(Referring expression data)
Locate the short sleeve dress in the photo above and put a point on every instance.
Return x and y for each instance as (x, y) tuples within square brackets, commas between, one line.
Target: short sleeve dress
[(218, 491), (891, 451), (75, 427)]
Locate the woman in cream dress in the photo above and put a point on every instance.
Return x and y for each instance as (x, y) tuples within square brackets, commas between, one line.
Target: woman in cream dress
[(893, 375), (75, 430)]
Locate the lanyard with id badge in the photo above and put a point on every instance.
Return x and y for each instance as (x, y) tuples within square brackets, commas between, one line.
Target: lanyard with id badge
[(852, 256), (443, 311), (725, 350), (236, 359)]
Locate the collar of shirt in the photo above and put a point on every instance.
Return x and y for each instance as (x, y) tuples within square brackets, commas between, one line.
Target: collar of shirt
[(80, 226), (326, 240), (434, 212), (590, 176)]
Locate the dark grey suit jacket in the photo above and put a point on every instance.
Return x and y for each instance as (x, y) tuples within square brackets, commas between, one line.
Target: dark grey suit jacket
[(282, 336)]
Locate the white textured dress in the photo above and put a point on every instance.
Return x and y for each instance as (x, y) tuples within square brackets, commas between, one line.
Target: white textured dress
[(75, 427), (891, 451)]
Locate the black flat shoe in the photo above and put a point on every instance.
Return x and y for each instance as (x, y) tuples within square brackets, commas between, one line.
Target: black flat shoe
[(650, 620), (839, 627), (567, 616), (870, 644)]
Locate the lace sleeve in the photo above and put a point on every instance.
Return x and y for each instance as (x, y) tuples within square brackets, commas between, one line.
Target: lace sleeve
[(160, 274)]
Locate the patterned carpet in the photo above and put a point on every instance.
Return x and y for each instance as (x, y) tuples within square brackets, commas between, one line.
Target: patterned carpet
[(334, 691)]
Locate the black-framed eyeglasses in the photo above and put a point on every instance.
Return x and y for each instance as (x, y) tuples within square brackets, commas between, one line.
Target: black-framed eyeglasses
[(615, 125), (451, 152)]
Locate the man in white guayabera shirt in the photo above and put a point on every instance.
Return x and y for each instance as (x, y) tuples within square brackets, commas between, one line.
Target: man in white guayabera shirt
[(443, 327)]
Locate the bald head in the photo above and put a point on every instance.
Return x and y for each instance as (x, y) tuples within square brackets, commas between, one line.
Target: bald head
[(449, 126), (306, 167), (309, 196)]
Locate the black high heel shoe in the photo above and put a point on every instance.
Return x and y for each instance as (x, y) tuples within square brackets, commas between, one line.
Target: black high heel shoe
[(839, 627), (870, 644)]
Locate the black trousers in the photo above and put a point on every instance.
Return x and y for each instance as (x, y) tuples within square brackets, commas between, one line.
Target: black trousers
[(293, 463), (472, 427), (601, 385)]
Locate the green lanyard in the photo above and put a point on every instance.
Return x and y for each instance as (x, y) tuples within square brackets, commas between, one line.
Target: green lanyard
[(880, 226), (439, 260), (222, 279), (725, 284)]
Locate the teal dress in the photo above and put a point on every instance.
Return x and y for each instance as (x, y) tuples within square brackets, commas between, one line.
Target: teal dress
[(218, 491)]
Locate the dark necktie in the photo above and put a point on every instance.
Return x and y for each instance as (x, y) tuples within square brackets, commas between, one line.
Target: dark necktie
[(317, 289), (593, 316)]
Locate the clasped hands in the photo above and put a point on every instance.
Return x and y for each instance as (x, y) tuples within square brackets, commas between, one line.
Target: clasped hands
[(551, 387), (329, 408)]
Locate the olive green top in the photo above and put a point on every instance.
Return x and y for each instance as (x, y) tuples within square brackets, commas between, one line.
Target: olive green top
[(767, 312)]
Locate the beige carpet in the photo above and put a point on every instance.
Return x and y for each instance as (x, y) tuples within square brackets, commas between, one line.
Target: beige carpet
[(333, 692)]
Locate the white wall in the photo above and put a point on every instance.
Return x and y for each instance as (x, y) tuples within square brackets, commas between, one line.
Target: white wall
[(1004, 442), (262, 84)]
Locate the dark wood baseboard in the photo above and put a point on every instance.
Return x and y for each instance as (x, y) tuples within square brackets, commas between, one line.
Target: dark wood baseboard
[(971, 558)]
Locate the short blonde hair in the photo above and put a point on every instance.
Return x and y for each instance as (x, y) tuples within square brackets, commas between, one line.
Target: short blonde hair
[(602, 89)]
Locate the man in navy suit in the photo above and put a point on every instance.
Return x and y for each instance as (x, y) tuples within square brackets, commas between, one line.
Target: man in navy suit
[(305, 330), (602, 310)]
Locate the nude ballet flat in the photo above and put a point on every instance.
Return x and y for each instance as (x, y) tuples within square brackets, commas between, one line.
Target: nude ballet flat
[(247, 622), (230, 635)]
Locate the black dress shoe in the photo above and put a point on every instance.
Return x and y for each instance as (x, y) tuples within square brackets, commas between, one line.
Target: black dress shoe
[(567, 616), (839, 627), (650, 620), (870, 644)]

--

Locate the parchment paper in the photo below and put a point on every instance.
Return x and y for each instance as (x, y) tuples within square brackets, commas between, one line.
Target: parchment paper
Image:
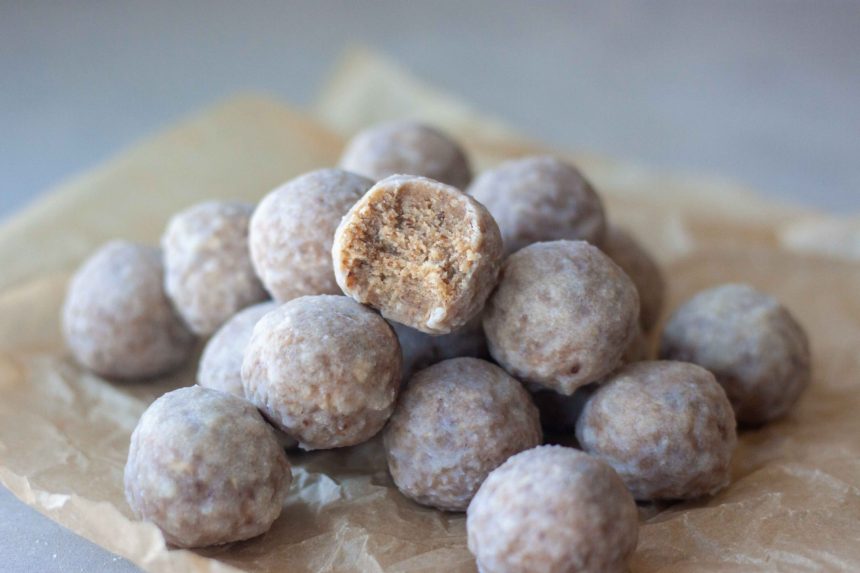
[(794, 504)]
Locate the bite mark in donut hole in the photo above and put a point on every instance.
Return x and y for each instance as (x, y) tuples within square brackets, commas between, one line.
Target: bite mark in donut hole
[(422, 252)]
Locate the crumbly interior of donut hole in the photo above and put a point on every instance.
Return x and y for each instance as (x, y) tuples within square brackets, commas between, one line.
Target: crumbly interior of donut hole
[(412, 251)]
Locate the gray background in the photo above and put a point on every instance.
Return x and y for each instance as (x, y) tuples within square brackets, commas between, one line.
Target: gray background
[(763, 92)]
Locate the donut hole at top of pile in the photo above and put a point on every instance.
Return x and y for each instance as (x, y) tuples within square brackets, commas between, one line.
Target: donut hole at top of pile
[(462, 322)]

...

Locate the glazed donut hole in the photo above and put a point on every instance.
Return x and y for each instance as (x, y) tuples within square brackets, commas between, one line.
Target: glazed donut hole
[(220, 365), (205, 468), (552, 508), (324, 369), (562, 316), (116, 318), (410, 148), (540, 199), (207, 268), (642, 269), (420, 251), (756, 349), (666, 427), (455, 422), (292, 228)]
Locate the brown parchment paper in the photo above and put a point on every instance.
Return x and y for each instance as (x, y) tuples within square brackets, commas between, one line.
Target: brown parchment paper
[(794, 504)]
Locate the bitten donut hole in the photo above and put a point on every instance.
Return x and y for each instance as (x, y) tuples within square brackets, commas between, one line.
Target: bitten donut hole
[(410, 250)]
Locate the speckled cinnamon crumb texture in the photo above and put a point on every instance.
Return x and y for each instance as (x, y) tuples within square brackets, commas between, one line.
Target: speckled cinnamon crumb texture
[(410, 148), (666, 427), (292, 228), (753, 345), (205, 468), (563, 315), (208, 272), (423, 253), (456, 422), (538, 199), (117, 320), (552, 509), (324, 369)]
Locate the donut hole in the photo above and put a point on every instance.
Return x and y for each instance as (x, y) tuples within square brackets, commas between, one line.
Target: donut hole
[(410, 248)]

__Work order__: Your answer should consist only of the lines above between the line holding "Locate the black-framed" and the line holding "Locate the black high", inclusive, each transcribed exactly.

__Response box__:
Locate the black-framed eyeglasses in the photo above and put a point on every instance.
Return x and y for each instance as (x, y) tuples within square brackets, commas between, one line.
Target: black-framed eyeglasses
[(615, 125), (451, 152)]
Locate the man in white guayabera shirt in the photo above and put a point on every instance.
Return x and y for each instance as (x, y) tuples within square brackets, commas between, one line.
Target: man in white guayabera shirt
[(443, 327)]
Locate the bald head in the photo above and put a point on every instance.
Return x and y for each instance as (x, y) tuples within square brackets, commas between, one line.
Target: bald head
[(449, 126), (306, 167), (309, 196)]
Locate the black high heel shoe in the photo above and put a point on every instance.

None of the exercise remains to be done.